## The data:
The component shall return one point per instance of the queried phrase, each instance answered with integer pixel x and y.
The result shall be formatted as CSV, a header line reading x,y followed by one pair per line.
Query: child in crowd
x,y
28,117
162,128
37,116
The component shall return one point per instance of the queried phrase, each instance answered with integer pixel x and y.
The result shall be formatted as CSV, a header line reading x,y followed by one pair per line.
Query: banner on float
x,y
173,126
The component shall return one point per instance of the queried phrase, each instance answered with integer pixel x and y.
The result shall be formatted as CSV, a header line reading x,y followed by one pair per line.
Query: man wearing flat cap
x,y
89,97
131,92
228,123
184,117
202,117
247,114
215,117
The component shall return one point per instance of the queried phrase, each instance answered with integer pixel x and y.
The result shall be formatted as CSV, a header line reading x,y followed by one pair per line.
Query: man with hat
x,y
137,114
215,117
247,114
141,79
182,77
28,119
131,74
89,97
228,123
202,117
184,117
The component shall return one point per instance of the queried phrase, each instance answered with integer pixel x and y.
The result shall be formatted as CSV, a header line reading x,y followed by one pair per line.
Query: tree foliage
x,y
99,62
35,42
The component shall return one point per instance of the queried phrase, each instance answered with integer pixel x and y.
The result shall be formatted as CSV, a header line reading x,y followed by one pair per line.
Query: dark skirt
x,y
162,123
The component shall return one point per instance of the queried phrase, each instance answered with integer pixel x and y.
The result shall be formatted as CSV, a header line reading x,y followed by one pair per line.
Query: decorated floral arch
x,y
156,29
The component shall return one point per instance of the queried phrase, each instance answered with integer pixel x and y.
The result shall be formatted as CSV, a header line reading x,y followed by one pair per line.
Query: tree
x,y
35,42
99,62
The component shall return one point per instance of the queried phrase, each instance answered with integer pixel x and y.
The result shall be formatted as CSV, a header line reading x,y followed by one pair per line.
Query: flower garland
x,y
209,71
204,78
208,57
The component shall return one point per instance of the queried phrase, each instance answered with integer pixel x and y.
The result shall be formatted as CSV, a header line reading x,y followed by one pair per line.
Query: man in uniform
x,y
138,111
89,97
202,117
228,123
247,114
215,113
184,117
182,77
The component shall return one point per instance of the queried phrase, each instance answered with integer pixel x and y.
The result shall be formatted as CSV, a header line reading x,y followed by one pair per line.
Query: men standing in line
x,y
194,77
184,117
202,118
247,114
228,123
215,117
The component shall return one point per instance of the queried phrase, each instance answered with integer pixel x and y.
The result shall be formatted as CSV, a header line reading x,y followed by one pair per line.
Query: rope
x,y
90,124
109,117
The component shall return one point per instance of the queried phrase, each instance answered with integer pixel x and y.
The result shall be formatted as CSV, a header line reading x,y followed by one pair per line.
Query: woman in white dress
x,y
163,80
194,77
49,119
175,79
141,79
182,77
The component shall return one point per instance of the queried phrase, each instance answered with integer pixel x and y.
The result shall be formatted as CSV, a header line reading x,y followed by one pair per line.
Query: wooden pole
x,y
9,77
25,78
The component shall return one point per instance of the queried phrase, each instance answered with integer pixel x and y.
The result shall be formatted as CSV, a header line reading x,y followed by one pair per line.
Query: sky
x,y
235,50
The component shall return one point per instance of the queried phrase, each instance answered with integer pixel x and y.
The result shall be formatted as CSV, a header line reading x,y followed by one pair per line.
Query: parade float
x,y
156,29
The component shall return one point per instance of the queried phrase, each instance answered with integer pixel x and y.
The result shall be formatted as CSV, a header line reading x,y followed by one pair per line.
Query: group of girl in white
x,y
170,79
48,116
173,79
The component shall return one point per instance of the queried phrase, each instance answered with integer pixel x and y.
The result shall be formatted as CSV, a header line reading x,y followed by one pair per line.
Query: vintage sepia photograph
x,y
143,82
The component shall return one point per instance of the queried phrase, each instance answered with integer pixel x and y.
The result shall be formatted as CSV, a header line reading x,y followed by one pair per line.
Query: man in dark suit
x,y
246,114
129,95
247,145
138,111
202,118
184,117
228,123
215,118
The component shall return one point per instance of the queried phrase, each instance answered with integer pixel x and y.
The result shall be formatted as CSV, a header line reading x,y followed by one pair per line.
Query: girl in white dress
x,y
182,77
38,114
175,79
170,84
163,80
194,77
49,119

## Brief:
Print every record above. Keep each one exactly as it is.

## Written answer:
The component shall return one point per instance of the queried phrase, each instance answered with integer pixel x and y.
The result shall be formatted as CSV, a header line reading x,y followed by one pair per line.
Query: child in crowd
x,y
28,117
162,128
37,116
The component shall return one point per instance of the queried phrase, each instance answered with integer pixel x and y.
The result shall be formatted as CSV, a header line reading x,y followed by one pair per line.
Query: banner on float
x,y
173,126
The component shall return one point per instance of the queried phrase, each instance answered with integer pixel x and y.
The result shall be formatted as CSV, a header line reading x,y followed by one pair per line.
Query: man wearing flat cap
x,y
89,97
131,92
228,123
184,117
202,117
247,114
215,117
The component shall return one point per instance of the queried phrase, each instance answered with integer pixel x and y.
The result shall be formatted as CSV, a header line reading x,y followed by one pair per line.
Query: man with hat
x,y
137,114
215,117
247,114
141,79
182,77
28,119
131,74
89,97
228,123
202,117
184,117
The component shall return one point per instance of the queried phrase, each instance answered with integer pixel x and y.
The result shall be formatted as CSV, a header line reading x,y followed by one pair per line.
Query: tree foliage
x,y
99,62
35,42
The component shall return one point per instance of the queried phrase, each instance answered with integer pixel x and y.
The result shall be formatted as CSV, a header line reading x,y followed by one pair per line.
Query: dark skirt
x,y
162,123
The component shall return one point per instance of the queried phrase, each instance answered with integer pixel x and y.
The result shall be formatted as CSV, a header line reading x,y followed by one pair per line.
Query: decorated floral arch
x,y
156,29
The component shall return one point per instance of the queried phrase, each instance answered with integer pixel x and y.
The result shall be formatted as CSV, a header line reading x,y followed by one pair per line.
Query: tree
x,y
35,42
99,62
The component shall return one point per instance of the queried phrase, each instance answered with integer pixel x and y.
The result shall be formatted as CSV, a header line reading x,y followed by one pair per line.
Query: flower garland
x,y
209,71
204,78
208,57
The component shall return one point per instance of the queried phrase, each instance answered with integer pixel x and y.
The result shall be formatted as CSV, a header line reading x,y followed by one pair per line.
Query: man in uniform
x,y
138,111
89,97
202,117
228,123
247,114
215,113
184,117
182,77
The component shall return one point per instance of the queried phrase, each instance answered with integer pixel x and y.
The result shall be formatted as CSV, a header line reading x,y followed by one pair per line.
Query: men standing in line
x,y
194,77
184,117
202,118
247,114
228,123
215,117
The component shall return one point per instance of the queried phrase, each instance answered with integer pixel x and y.
The result shall be formatted as CSV, a header line reading x,y followed by one pair per line.
Query: rope
x,y
90,124
109,117
The component shall return one point per instance of the queried phrase, each instance answered with integer pixel x and y.
The result shall be formatted as CSV, a header line reading x,y followed by one pair per line.
Query: woman in white dress
x,y
163,80
194,77
49,119
175,79
141,79
182,77
The component shall return one point per instance of the queried phrase, each instance answered with integer pixel x and y.
The result shall be formatted as CSV, a header line reading x,y followed by one pair per line.
Query: wooden pole
x,y
9,77
25,78
The component shall return one point per instance of the queried phrase, each instance answered with integer pixel x and y.
The result shall be formatted as CSV, a header line reading x,y followed by one pair per line.
Query: sky
x,y
235,50
The component shall return one point per instance of the queried phrase, each instance answered with integer pixel x and y.
The result shall be formatted as CSV, a header line reading x,y followed by one pair per line.
Query: parade float
x,y
156,29
The component shall return one point per instance of the queried phrase, each instance answered with integer pixel x and y.
The result shall be formatted as CSV, a header line reading x,y followed by one pair per line.
Query: group of girl in white
x,y
170,79
48,116
173,79
The component shall return one point per instance of the queried phrase, each instance answered with integer pixel x and y.
The result shall be formatted as CSV, a header line reading x,y followed by one pair per line.
Query: vintage sepia photograph
x,y
143,82
The component shall return one point per instance of the queried phrase, each instance answered with integer pixel x and y.
The result shall be formatted as CSV, a header line reading x,y followed by one pair per line.
Query: man in dark suit
x,y
246,114
129,95
247,145
138,111
202,118
184,117
228,123
215,118
The component shall return one point per instance of the queried phrase, each instance answered with integer pixel x and y.
The result shall be formatted as CSV, a header line reading x,y followed by one pair per line.
Query: girl in white dress
x,y
182,77
38,114
175,79
170,84
163,80
194,77
49,119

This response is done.